Text provided:

It’s a big deal when a new artistic director comes to town. When the artistic director is Dr. Jeffrey Richard Carter and joins the Gateway Men’s Chorus, now in its 22nd season, it’s a very big deal. Carter’s considerable credentials include a Doctorate of Musical Arts degree in Choral Conducting from the University of Kansas, and a Master of Arts degree in Vocal Performance from the University of Central Missouri.

A native of Kansas City, he is a versatile conductor and teacher whose performance experience and training ranges through nearly 1,000 years of western musical tradition. He has had significant success with university ensembles, amateur choral groups, show choirs, volunteer church choirs, and festival choruses alike. His performing and educational endeavors have taken him to the continents of Asia, South America, and Europe, in addition to the continental United States.

Gateway Men’s Chorus aficionados and prospective audience members will have an opportunity to see Jeffrey Carter at work at his debut holiday concert "Peace on Earth" on December 12 and 13 at 8 p.m. at Union Avenue Christian Church (773 Union Blvd in the Central West End.) Tickets are available through www.gatewaymenschorus.org, Botanical Design Studio, Mokabe’s, Left Bank Books and at the door.

Gateway Men's Chorus

Gateway Men's Chorus

I sat down with Carter at the GALA Festival that we were both attending in Miami last summer. Clad in a blue tropical shirt in recognition of the tropics, Carter was warm, genial and focused.

What follows is an edited transcript of our conversation.

Joan Lipkin: Hi, Jeffrey. I want to welcome you to St. Louis except here we are in Miami.

(laughter)

So have you found a place to live?

Jeffrey Carter: Yes. I’m living right across from the Botanical Gardens by Tower Grove. And it’s wonderful.

JL: And as we say in the theatre world, do you have a day job?

(laughter)

JC: Yes, I’m the new department chair of the music department at Webster University. Most recently, I was associate director of the School of Music at Ball State University. After 30 years at the same school, doing some of the same stuff, it was time for me to look for something else and seek some greater challenges. So there were a number of music executive positions open this year, and I applied for them and I was one of the final candidates for the Webster chair. It just felt so good when I came for the interview that I turned down several other interviews.

JL: Really? Wow.

JC: It just felt like the right thing. I was worried about getting to do some music making, and the Gateway Men’s chorus position was open, and I applied and here I am.

JL: That’s fantastic. Isn’t it great when things work out that way? In the interest of disclosure, I understand your enthusiasm for Webster because I was Webster alum and I also used to teach at Webster. So that’s great. What will your responsibilities be at the music department? That’s a very big job.

JC: It is. The department chair for any academic institution is responsible for a number of areas, including anything having to do with personnel, student recruitments, curriculum development and funding—which is a whole separate area from budgeting, you know. So, the chair is responsible for the whole gamut of what would happen in any business, but is also responsible for recruiting new students and customers

And, you are responsible for what we call this big umbrella of curriculum development. What are we offering? How are we offering it? What do we need to be offering? How do we need to change? How do we need to grow?

You know, how does the university’s fine arts program stay relevant in the 21st century? Technology is exploding; students have more and more choices for how to listen to music, not necessarily just how to do music. These are all areas that I’ll be working with.

Exercise task 1: Reproduce everything in the Jeffrey Carter interview from "JL: That’s fantastic." down to "very big job.", replacing "disclosure" with "transparency".
Exercise task 2: According to the Jeffrey Carter interview, which university awarded Carter his Doctorate of Musical Arts in Choral Conducting?
Exercise task 3: Continue the Jeffrey Carter interview from its last sentence.

(Extracted data entries)
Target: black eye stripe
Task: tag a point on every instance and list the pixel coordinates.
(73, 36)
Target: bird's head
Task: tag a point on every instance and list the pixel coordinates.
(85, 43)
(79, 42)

Exercise response 1:
JL: That’s fantastic. Isn’t it great when things work out that way? In the interest of transparency, I understand your enthusiasm for Webster because I was Webster alum and I also used to teach at Webster. So that’s great. What will your responsibilities be at the music department? That’s a very big job.

Exercise response 2: The University of Kansas.

Exercise response 3:
JL: That is a lot to take into consideration. And those are questions that many of us in the arts need to be asking ourselves. Webster has many different kinds of music offerings. They have classical music and they have voice, but they also have jazz.

JC: Yes, jazz is one of the big draws of Webster, one of the things we are best known for.

JL: Right.

JC: I’d say jazz and classical voice are probably the two big things that we’re respected for as an education school. We’re also respected for composition. There’s a small but steady music technology area.

JL: Yes. Webster is an active and happening place. Let’s talk a little about your interest in the Gateway Men’s Chorus. What did you do to audition?

JC: There was an interview process that I went through. I applied, the search committee sent me a list of questions and they asked me to respond within a certain number of days. Then around the first of April, they sent me an email saying you’re one of the people we’d like to invite in and they gave me several dates. And as it turns out, they interviewed all their finalists on the first Sunday in May. I came in and interviewed with the board and the search committee and a few others who were there. And I worked with them for about thirty minutes

JL: Did you actually do some conducting so they could see the way you work?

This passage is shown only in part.